▶ **Passage provided**:
^^^^
Shown below is a diagram of the square with vertices \((0, 0), (0, 1), (1, 1), (1, 0)\) and the line \(y = x+c\). The shaded region is the region of the square which lies below the line; this shaded region has area \(A(c)\).

the unit square with the line y equals x plus c with the region of the square below the line shaded

Which of the following graphs shows \(A(c)\) as \(c\) varies?

possible graphs a and b
possible graphs c and d

The area \(A(c)\) is first positive once \(c\) becomes greater than \(−1\), which is when the line \(y = x + c\) first touches the square.

As \(c\) increases, the area increases more and more quickly (as more of the line \(y = x + c\) lies within the square) until \(c = 0\) (when \(y = x\) is a diagonal of the square).

The area then increases more and more slowly until \(c = 1,\) at which point \(A(c)\) reaches its maximum value.

The graph with this shape is (a).

Algebraically, looking at the areas of triangles, when \(-1 \leq c \leq 0\), we have \[A(c) = \dfrac{1}{2}(1+c)^2,\] and when \(0 \leq c \leq 1\), we have \[A(c) = 1-\dfrac{1}{2}(1-c)^2 = c+\dfrac{1}{2} -\dfrac{c^2}{2}.\]

Thus for \(-1 \leq c \leq 0\), we have part of a vertex-down parabola, while for \(0 \leq c \leq 1\), we have part of a vertex-up parabola.

The only possible answer is (a).
^^^^
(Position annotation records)

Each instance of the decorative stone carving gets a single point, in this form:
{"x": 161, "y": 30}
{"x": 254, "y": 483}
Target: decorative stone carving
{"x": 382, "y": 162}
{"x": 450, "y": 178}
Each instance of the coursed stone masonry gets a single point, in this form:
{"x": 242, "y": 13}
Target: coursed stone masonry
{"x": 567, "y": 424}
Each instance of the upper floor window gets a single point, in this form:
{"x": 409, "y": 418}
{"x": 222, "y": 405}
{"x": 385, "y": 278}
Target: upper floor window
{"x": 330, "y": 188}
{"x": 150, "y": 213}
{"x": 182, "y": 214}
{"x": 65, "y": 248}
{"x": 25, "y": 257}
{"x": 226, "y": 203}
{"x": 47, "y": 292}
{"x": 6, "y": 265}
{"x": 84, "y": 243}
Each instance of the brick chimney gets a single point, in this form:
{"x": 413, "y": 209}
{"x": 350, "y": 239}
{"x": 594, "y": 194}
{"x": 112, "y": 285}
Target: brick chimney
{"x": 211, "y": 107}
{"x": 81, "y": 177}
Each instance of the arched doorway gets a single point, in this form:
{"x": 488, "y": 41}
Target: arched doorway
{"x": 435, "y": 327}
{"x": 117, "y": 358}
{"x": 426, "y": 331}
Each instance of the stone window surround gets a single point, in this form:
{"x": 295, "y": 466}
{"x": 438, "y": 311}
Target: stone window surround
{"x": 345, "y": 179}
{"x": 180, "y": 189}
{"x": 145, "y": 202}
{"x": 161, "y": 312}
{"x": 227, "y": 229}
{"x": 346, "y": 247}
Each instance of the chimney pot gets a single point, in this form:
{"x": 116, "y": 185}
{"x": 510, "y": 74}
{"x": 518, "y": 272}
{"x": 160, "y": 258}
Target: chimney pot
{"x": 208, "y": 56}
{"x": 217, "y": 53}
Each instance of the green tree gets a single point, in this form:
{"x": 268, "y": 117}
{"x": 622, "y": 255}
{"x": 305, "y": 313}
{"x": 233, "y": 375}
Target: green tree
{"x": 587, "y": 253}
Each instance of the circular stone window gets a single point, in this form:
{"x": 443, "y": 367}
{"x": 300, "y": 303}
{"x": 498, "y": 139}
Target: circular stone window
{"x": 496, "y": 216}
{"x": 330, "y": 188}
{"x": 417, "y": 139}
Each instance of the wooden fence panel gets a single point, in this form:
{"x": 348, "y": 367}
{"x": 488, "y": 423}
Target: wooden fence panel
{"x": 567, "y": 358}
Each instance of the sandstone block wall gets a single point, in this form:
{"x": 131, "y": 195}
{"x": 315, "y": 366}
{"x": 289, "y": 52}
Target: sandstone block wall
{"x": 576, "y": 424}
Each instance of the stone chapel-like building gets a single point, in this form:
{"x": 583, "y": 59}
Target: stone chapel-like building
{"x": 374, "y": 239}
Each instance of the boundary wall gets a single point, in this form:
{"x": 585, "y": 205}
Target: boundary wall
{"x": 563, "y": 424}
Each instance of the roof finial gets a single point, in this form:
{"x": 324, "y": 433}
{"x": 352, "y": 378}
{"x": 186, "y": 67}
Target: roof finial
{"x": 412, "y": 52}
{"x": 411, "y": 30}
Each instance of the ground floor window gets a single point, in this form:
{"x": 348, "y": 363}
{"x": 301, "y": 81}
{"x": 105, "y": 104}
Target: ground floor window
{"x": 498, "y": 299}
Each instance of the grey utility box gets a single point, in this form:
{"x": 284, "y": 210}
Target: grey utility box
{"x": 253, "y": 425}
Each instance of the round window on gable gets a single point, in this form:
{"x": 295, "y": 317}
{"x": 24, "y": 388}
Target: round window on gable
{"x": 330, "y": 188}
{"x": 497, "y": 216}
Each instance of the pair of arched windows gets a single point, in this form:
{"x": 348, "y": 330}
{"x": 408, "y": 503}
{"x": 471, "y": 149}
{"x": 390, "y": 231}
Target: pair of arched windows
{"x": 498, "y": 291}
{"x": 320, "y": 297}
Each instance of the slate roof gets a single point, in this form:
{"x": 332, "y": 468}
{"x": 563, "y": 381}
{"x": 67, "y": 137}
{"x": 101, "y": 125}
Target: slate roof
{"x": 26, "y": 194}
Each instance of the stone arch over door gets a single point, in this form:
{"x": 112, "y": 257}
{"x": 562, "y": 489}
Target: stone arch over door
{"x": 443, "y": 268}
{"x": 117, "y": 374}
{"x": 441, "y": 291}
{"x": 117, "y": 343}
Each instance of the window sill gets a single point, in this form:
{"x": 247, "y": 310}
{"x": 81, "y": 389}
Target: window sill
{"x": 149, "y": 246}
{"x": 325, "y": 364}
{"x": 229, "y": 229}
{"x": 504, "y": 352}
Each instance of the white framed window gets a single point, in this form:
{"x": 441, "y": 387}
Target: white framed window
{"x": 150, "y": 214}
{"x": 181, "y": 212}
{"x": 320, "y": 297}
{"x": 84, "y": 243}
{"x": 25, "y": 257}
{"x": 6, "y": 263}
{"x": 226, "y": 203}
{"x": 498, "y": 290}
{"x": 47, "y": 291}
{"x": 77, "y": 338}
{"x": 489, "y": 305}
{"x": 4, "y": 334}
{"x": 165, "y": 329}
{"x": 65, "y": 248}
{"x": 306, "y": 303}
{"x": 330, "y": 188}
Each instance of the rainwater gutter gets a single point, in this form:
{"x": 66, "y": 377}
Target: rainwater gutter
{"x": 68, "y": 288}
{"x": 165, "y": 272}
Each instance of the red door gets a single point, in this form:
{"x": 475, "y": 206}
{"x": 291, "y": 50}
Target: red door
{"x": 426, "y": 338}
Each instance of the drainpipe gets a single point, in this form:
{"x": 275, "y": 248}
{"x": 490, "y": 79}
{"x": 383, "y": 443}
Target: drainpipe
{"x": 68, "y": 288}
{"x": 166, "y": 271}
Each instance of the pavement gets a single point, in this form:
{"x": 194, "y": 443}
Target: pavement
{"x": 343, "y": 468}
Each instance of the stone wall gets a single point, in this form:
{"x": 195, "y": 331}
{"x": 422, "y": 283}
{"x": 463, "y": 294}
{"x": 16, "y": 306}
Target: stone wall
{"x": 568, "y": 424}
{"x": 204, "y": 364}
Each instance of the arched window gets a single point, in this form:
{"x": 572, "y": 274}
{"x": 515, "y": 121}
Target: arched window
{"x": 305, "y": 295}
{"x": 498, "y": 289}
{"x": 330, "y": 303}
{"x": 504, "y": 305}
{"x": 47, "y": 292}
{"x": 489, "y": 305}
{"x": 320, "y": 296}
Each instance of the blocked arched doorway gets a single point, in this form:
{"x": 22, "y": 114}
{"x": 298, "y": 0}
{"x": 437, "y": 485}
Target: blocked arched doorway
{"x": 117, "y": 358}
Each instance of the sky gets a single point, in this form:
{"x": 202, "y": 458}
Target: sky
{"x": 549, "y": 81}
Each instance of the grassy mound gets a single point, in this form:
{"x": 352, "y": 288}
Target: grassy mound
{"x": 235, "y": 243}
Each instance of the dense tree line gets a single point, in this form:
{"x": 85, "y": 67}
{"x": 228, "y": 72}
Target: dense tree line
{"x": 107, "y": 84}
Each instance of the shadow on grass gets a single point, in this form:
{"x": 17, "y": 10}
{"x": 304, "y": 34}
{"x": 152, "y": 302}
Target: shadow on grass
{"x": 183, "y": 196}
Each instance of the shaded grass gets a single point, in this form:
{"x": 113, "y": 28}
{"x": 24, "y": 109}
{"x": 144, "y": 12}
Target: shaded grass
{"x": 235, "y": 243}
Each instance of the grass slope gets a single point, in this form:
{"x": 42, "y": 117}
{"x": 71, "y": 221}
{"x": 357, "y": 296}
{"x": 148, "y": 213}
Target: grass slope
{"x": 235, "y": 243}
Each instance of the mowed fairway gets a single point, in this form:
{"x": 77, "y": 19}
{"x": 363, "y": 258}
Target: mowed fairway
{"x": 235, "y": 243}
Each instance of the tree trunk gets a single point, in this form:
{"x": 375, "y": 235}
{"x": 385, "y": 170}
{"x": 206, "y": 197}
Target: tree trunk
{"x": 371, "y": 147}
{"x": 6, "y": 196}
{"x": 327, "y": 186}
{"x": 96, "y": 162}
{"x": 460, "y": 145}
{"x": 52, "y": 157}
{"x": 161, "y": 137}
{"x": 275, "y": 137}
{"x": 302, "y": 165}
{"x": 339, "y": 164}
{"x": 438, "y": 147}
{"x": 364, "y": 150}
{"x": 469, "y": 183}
^^^^
▶ **Task description**: Write out the part of the unit-square area text that runs from "Which of the" to "of the square).", copying it word for word.

▶ **The solution**:
Which of the following graphs shows \(A(c)\) as \(c\) varies?

possible graphs a and b
possible graphs c and d

The area \(A(c)\) is first positive once \(c\) becomes greater than \(−1\), which is when the line \(y = x + c\) first touches the square.

As \(c\) increases, the area increases more and more quickly (as more of the line \(y = x + c\) lies within the square) until \(c = 0\) (when \(y = x\) is a diagonal of the square).